[Entries for labeling bounding boxes]
***

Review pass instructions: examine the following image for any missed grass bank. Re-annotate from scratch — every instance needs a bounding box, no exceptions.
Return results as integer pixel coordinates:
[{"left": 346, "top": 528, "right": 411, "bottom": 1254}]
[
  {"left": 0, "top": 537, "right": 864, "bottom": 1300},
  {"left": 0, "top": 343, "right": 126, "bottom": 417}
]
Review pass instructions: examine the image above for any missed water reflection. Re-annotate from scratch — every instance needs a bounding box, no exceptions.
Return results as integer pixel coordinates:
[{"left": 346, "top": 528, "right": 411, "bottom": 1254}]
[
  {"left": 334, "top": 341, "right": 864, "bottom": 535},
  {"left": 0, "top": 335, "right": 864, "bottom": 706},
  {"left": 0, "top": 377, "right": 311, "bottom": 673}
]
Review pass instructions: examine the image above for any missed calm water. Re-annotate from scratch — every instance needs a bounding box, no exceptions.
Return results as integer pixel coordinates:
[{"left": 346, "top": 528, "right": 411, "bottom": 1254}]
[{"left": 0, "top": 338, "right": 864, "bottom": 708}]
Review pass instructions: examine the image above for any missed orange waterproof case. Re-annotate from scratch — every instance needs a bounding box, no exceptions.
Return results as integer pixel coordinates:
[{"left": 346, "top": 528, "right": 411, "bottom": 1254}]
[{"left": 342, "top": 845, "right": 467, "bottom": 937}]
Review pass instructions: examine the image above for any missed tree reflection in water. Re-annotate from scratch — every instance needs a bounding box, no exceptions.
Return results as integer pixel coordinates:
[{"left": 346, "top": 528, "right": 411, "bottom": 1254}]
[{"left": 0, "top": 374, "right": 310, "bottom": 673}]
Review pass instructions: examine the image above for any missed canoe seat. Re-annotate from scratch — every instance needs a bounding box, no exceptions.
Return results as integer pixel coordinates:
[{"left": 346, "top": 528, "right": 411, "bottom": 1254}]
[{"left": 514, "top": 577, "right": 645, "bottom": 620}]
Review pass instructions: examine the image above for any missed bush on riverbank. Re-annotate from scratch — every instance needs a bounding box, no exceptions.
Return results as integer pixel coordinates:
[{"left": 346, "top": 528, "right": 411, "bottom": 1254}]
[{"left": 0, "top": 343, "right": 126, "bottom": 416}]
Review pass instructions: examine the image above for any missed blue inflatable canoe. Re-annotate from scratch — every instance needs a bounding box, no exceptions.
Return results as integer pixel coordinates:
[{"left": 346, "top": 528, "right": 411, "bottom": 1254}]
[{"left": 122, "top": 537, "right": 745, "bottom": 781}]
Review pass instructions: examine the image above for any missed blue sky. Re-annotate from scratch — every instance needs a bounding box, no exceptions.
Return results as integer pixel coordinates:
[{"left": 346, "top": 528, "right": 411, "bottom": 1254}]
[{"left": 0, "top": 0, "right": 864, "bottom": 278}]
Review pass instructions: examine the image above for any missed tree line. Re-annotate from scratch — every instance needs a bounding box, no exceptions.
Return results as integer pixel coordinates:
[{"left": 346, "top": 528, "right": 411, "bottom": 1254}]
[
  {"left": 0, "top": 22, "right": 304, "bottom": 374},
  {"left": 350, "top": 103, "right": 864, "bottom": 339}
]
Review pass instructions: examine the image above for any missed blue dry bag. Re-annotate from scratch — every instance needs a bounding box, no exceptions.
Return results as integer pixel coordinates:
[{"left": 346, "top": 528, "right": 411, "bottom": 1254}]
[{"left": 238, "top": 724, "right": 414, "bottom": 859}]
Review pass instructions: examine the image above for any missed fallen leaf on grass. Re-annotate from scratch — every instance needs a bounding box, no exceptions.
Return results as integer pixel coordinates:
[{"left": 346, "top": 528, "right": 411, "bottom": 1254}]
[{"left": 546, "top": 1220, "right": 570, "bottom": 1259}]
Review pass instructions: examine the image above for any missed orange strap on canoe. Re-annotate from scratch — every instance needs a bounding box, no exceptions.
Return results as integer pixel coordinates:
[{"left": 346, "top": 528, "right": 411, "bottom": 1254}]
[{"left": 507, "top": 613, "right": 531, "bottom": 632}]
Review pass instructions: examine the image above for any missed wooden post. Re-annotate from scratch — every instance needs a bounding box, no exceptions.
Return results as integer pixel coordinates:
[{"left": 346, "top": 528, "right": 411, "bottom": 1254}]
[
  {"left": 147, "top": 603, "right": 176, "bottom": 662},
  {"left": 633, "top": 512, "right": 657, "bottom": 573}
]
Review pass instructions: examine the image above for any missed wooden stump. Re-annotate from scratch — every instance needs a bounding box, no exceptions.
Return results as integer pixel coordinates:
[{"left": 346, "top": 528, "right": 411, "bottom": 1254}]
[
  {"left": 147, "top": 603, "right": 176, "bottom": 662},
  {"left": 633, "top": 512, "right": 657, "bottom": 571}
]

***

**What you are asked to do**
Show every line of the records above that contains the word "canoe".

**The answer**
Review pass instructions: examine the image above for any missed canoe seat. Re-annotate from scratch — every instance needs a bounding box, no exceptions.
Review pass instructions: examine the image above for any missed blue inflatable canoe. Re-annotate from scratch — every instance needs a bounding box, no exceptions.
Review pass instructions: examine the image above for any missed orange strap on canoe. Re-annotate from scratch — every instance needs a bounding box, no exceptions.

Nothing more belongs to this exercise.